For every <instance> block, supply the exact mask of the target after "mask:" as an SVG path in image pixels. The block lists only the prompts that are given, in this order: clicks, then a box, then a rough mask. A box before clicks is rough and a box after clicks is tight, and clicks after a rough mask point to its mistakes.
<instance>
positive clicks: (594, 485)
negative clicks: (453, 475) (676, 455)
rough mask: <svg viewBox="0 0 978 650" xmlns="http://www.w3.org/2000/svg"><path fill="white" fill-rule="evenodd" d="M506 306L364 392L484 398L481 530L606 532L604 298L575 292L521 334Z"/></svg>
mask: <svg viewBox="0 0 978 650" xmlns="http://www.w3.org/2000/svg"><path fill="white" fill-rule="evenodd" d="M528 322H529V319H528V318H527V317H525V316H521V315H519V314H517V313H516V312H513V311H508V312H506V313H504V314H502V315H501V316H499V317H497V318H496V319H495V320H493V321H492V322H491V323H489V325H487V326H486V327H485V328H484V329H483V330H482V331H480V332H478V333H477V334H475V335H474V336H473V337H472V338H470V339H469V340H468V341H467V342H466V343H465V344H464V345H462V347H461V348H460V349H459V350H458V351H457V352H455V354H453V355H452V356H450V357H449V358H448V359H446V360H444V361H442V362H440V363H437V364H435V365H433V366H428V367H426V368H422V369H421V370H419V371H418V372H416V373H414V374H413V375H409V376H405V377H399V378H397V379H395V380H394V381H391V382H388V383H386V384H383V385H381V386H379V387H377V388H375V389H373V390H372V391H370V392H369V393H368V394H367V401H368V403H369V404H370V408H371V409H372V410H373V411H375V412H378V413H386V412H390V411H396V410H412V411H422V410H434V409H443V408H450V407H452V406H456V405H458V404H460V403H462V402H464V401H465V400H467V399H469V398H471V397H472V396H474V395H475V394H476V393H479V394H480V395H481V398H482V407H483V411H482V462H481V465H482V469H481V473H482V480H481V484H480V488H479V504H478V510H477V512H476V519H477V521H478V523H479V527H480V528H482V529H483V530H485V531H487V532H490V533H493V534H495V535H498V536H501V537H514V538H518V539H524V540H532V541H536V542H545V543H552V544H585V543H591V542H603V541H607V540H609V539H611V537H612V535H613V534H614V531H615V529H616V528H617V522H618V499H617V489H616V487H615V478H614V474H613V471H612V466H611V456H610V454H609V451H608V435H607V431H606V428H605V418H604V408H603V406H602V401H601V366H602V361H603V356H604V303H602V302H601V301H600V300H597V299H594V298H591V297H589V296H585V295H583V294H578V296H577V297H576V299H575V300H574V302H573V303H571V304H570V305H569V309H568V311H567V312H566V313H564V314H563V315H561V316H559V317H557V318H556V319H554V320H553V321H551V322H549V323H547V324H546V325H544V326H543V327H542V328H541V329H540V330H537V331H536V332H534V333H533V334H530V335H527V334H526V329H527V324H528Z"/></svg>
·····
Could you format the material as a numbered list, beginning at its first line and stopping after the line that contains "rough mask: <svg", with blank lines left out?

1. For every <instance> block, supply the exact mask of the target after "mask:" as an SVG path in image pixels. The block lists only the prompts that are given, in this order: clicks, then a box, then a rough mask. A box before clicks is rough and a box after clicks is tight, and clicks after a rough mask point to its mistakes.
2. <instance>
3. positive clicks: (594, 485)
4. negative clicks: (453, 475) (676, 455)
5. rough mask: <svg viewBox="0 0 978 650" xmlns="http://www.w3.org/2000/svg"><path fill="white" fill-rule="evenodd" d="M506 306L364 392L484 398L481 530L606 532L604 298L575 292L521 334Z"/></svg>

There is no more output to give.